→ **What you have to do**
Would you please copy exactly the line with "[point_request]" and all lines that follow it in the data below, through the last one?

→ **Stored items from a collection**
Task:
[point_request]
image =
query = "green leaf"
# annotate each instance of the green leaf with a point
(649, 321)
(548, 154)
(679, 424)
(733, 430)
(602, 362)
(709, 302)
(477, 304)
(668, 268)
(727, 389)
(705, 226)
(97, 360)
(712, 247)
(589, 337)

→ **Output below**
[point_request]
image =
query = "green leaf"
# annotate each instance of the green leaf with a point
(649, 321)
(548, 154)
(679, 424)
(733, 430)
(602, 362)
(709, 302)
(477, 304)
(668, 268)
(727, 389)
(705, 226)
(97, 360)
(712, 247)
(589, 337)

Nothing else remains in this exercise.